*PROBLEM TO SOLVE*. Copy the records word for word, from the first line up to and including the line with "Trace every instance".

*SUPPLIED ENTRIES*.
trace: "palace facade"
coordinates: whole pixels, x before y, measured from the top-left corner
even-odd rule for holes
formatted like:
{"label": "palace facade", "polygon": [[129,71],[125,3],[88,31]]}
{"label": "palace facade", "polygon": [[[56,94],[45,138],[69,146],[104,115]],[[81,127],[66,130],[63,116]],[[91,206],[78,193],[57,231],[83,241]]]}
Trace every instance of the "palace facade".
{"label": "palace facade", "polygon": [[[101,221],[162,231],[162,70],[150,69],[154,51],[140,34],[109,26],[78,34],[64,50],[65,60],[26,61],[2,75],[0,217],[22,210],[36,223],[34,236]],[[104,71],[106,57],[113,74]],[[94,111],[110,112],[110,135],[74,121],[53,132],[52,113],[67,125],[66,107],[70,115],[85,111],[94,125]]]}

*RESPONSE FOR THIS EXERCISE*.
trace: "palace facade"
coordinates: whole pixels, x before y, measured from the top-left corner
even-odd rule for holes
formatted like:
{"label": "palace facade", "polygon": [[129,71],[125,3],[88,31]]}
{"label": "palace facade", "polygon": [[[56,94],[45,138],[69,146],[104,115]],[[81,127],[66,130],[63,116]],[[91,206],[78,193],[57,231],[83,241]]]}
Trace every instance of the "palace facade".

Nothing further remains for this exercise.